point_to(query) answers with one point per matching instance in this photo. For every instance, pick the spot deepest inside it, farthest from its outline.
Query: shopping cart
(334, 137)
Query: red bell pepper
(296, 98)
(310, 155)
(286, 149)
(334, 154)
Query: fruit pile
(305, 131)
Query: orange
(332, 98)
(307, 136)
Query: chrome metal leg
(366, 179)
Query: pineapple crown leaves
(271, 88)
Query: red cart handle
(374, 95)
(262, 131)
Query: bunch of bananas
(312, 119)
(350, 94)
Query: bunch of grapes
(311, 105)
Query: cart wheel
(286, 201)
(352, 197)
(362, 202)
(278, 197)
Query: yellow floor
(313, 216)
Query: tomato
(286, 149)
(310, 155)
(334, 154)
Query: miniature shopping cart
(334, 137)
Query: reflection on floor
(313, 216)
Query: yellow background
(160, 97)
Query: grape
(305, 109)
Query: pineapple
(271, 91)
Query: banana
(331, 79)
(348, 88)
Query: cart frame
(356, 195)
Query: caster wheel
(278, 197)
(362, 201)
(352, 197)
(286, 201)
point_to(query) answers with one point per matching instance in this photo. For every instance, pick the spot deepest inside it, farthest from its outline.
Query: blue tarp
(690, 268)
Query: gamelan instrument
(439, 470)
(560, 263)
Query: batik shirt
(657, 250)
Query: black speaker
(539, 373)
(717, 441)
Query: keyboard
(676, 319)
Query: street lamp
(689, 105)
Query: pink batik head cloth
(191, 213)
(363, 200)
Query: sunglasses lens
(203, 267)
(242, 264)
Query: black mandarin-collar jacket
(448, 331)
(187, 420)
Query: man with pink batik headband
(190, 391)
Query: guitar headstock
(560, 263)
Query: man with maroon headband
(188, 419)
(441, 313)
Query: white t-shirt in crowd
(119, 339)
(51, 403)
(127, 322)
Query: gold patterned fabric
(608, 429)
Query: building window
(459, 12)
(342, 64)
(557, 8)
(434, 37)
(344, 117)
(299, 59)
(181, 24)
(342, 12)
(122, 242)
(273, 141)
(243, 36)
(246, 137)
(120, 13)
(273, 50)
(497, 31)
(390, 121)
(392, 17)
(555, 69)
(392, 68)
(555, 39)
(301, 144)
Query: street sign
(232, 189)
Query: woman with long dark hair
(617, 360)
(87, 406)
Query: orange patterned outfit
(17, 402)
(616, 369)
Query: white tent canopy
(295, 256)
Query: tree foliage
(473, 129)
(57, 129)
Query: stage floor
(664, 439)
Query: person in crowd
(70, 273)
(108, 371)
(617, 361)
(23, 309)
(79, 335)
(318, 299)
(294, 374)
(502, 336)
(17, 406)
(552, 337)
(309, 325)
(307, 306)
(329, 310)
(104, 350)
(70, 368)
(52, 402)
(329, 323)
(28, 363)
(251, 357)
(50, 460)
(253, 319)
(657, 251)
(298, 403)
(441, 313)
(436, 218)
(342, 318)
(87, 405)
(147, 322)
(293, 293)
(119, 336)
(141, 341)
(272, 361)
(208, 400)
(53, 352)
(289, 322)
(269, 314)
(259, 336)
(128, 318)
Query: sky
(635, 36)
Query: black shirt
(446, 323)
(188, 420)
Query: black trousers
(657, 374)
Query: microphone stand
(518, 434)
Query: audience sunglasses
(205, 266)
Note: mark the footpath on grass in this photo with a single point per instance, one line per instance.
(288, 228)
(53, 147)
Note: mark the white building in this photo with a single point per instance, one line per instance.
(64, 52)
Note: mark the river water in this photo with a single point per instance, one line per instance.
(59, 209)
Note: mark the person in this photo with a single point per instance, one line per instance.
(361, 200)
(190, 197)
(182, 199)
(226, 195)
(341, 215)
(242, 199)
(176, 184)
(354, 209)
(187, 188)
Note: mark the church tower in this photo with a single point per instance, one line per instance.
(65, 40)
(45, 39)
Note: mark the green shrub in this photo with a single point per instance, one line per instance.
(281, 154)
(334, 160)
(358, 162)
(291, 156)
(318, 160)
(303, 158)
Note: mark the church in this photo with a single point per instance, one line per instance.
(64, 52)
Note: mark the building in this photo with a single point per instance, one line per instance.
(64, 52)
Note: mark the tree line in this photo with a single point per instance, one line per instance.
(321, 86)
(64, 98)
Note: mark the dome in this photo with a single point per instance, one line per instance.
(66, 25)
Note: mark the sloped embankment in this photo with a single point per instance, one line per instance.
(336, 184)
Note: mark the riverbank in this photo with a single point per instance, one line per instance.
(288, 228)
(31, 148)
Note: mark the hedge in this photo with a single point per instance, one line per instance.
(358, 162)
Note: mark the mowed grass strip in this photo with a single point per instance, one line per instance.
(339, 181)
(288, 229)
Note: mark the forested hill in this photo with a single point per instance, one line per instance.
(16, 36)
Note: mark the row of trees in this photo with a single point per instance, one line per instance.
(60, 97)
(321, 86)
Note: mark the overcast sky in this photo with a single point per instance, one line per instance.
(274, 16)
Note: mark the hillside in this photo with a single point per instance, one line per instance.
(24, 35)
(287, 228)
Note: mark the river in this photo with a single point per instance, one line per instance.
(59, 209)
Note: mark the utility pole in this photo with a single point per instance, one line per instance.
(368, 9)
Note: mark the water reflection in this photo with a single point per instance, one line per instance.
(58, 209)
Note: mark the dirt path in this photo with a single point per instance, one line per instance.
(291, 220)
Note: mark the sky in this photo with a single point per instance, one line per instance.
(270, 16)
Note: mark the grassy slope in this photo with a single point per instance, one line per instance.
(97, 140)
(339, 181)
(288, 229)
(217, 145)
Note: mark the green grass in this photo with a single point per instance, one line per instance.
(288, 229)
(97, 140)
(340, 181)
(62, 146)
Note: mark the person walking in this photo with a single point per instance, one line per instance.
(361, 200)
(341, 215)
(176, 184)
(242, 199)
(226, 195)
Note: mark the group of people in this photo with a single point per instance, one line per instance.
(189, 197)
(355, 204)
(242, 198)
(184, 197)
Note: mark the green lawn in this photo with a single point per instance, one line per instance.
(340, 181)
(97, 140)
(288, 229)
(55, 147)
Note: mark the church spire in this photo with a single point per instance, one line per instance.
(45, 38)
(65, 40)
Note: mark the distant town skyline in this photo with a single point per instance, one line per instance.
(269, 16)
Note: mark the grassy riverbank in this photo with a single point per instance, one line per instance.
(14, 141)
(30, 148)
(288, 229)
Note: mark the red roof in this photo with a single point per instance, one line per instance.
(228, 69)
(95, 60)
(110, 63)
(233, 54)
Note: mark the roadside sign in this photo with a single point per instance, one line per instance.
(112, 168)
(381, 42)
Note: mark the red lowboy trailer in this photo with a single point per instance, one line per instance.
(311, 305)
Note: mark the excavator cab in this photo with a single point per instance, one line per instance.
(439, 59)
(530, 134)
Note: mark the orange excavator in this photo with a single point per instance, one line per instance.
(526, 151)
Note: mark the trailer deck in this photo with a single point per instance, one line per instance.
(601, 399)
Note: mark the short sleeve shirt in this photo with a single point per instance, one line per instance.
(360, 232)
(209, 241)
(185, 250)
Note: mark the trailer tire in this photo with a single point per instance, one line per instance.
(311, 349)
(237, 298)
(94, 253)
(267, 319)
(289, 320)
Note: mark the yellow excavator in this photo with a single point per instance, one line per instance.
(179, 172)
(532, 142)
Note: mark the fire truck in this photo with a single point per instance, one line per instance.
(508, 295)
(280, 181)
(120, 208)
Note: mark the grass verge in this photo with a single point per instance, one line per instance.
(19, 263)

□ □ □ □

WHAT THE TASK REQUIRES: Print the whole listing again, exactly.

WRITTEN ANSWER:
point_to(query) answers with one point per matching instance in this photo. For every instance, pick the spot deepest inside it, farthest from its outline.
Query: shopping cart
(334, 137)
Query: red bell pepper
(296, 98)
(310, 155)
(286, 149)
(334, 154)
Query: fruit pile
(305, 131)
Query: orange
(332, 98)
(307, 136)
Query: chrome metal leg
(366, 179)
Query: pineapple crown leaves
(271, 88)
Query: red cart handle
(374, 95)
(262, 131)
Query: bunch of bananas
(312, 119)
(350, 94)
Query: bunch of grapes
(311, 105)
Query: cart wheel
(286, 201)
(352, 197)
(362, 202)
(278, 197)
Query: yellow floor
(313, 216)
Query: tomato
(286, 149)
(310, 155)
(334, 154)
Query: miniature shopping cart
(334, 137)
Query: reflection on floor
(313, 216)
Query: yellow background
(160, 97)
Query: grape
(305, 109)
Query: pineapple
(271, 91)
Query: banana
(331, 79)
(348, 88)
Query: cart frame
(356, 195)
Query: caster wheel
(278, 197)
(362, 201)
(352, 197)
(286, 201)
point_to(query) answers with one point per matching instance in this photo. For every instance, pick the spot deepest inside it, farthest from its outline.
Query: blue tarp
(690, 268)
Query: gamelan instrument
(439, 470)
(560, 263)
Query: batik shirt
(657, 250)
Query: black speaker
(539, 373)
(717, 441)
Query: keyboard
(676, 319)
Query: street lamp
(689, 105)
Query: pink batik head cloth
(191, 213)
(363, 200)
Query: sunglasses lens
(203, 267)
(242, 264)
Query: black mandarin-collar jacket
(448, 331)
(187, 420)
Query: man with pink batik headband
(190, 391)
Query: guitar headstock
(560, 263)
Query: man with maroon headband
(188, 419)
(441, 313)
Query: white t-shirt in crowd
(119, 339)
(51, 403)
(127, 322)
Query: gold patterned fabric
(608, 429)
Query: building window
(459, 12)
(342, 64)
(557, 8)
(434, 37)
(344, 117)
(299, 59)
(181, 24)
(342, 12)
(122, 242)
(273, 141)
(243, 36)
(246, 137)
(120, 13)
(273, 50)
(497, 31)
(390, 121)
(392, 17)
(555, 69)
(392, 68)
(555, 39)
(301, 144)
Query: street sign
(232, 189)
Query: woman with long dark hair
(617, 360)
(87, 406)
Query: orange patterned outfit
(17, 402)
(616, 369)
Query: white tent canopy
(295, 256)
Query: tree foliage
(473, 129)
(57, 129)
Query: stage floor
(664, 439)
Query: person in crowd
(70, 273)
(108, 371)
(617, 361)
(23, 309)
(79, 335)
(318, 299)
(294, 374)
(502, 336)
(17, 406)
(552, 337)
(309, 325)
(307, 306)
(329, 310)
(104, 350)
(70, 368)
(52, 402)
(329, 323)
(28, 363)
(251, 357)
(50, 460)
(253, 319)
(657, 251)
(298, 403)
(441, 313)
(436, 218)
(342, 318)
(87, 405)
(147, 322)
(293, 293)
(119, 336)
(141, 341)
(272, 361)
(208, 400)
(53, 352)
(289, 322)
(269, 314)
(259, 336)
(128, 318)
Query: sky
(635, 36)
Query: black shirt
(446, 323)
(188, 420)
Query: black trousers
(657, 374)
Query: microphone stand
(518, 434)
Query: audience sunglasses
(205, 266)
Note: mark the footpath on grass in this photo with a single point per instance, one line per instance.
(288, 228)
(53, 147)
Note: mark the white building in this photo with a single point per instance, one line per instance.
(64, 52)
Note: mark the river water in this photo with a single point per instance, one line per instance.
(59, 209)
Note: mark the person in this photo with a single point per instance, one line per instance.
(361, 200)
(190, 197)
(182, 199)
(226, 195)
(341, 215)
(242, 199)
(176, 184)
(354, 209)
(187, 188)
Note: mark the church tower in this photo with a single point per instance, one line per instance.
(65, 40)
(45, 39)
Note: mark the green shrub in this photo with a single point per instance, one line per instance.
(281, 154)
(334, 160)
(358, 162)
(291, 156)
(318, 160)
(303, 158)
Note: mark the church in this photo with a single point per instance, one line per instance.
(64, 52)
Note: mark the building in this photo with a single point per instance, one line per instance.
(64, 52)
Note: mark the tree line in this photo with a single point per instance, one line per instance.
(321, 86)
(64, 98)
Note: mark the dome in this photo with a single point per instance, one line per instance.
(66, 25)
Note: mark the sloped embankment in this photo with a single point per instance, one line per instance.
(336, 184)
Note: mark the riverbank in this photo with a single point per instance, one line per instance.
(288, 228)
(31, 148)
Note: mark the hedge in this photo with a single point per instance, one line per instance.
(358, 162)
Note: mark the mowed grass strip in this photo with a single point per instance, one line per instance.
(339, 181)
(288, 229)
Note: mark the forested hill in this photo with a single point per instance, one line per instance.
(16, 36)
Note: mark the row of trees in this photo with a single point per instance, one line per instance.
(60, 97)
(321, 86)
Note: mark the overcast sky in this photo with a single point per instance, one line per instance.
(274, 16)
Note: mark the hillside in this photo with a single point per instance, one line per instance.
(24, 35)
(287, 228)
Note: mark the river in this photo with a single point per instance, one line per instance.
(59, 209)
Note: mark the utility pole in this photo with a single point per instance, one line per instance.
(368, 9)
Note: mark the water reflection in this photo with a single point per instance, one line per instance.
(58, 209)
Note: mark the dirt path in this photo with a single point per instance, one line per instance.
(291, 220)
Note: mark the sky in this photo with a single point per instance, one line per instance.
(270, 16)
Note: mark the grassy slope in this photo with a single point per instance, one line per instance.
(97, 140)
(339, 181)
(288, 229)
(217, 145)
Note: mark the green grass in this photo with a single point per instance, one line per instance.
(288, 229)
(97, 140)
(340, 181)
(62, 146)
Note: mark the person walking in this photo with a single point per instance, one line per instance.
(361, 200)
(341, 215)
(176, 184)
(242, 199)
(226, 195)
Note: mark the group of people in this photo with a single point per instance, one line per instance.
(189, 197)
(355, 204)
(242, 198)
(184, 197)
Note: mark the green lawn in this photo with a single point per instance, one line per instance.
(340, 181)
(97, 140)
(288, 229)
(55, 147)
Note: mark the church spire in this photo with a single point per instance, one line per instance.
(45, 38)
(65, 40)
Note: mark the distant town skyline in this photo with a single point per instance, one line per instance.
(269, 16)
Note: mark the grassy riverbank in this photo with a single point per instance, one line per instance.
(14, 141)
(30, 148)
(288, 229)
Note: mark the red roof in this photo with a single point per instance, one line per instance.
(228, 69)
(95, 60)
(110, 63)
(233, 54)
Note: mark the roadside sign in this photo with a single point per instance, one line per instance.
(112, 168)
(381, 42)
Note: mark the red lowboy trailer in this photo with a single point per instance, one line per instance.
(311, 305)
Note: mark the excavator cab in this photo with a single point per instance, one line per instance.
(439, 59)
(530, 134)
Note: mark the orange excavator in this photo with a single point per instance, one line per instance.
(526, 151)
Note: mark the trailer deck in this photo with a single point per instance, one line per instance.
(601, 399)
Note: mark the short sleeve shirt in this photo with a single point per instance, one line per instance.
(360, 232)
(209, 241)
(185, 250)
Note: mark the trailer tire in this photo with a single point per instance, one line per instance.
(311, 349)
(237, 298)
(94, 253)
(267, 319)
(289, 320)
Note: mark the yellow excavator in this photo with a single point per instance, one line per instance.
(179, 172)
(532, 142)
Note: mark the fire truck in this photo with a single point per instance, one line per instance.
(508, 295)
(280, 181)
(120, 208)
Note: mark the grass verge in this photo with a single point per instance, one line per instance.
(19, 263)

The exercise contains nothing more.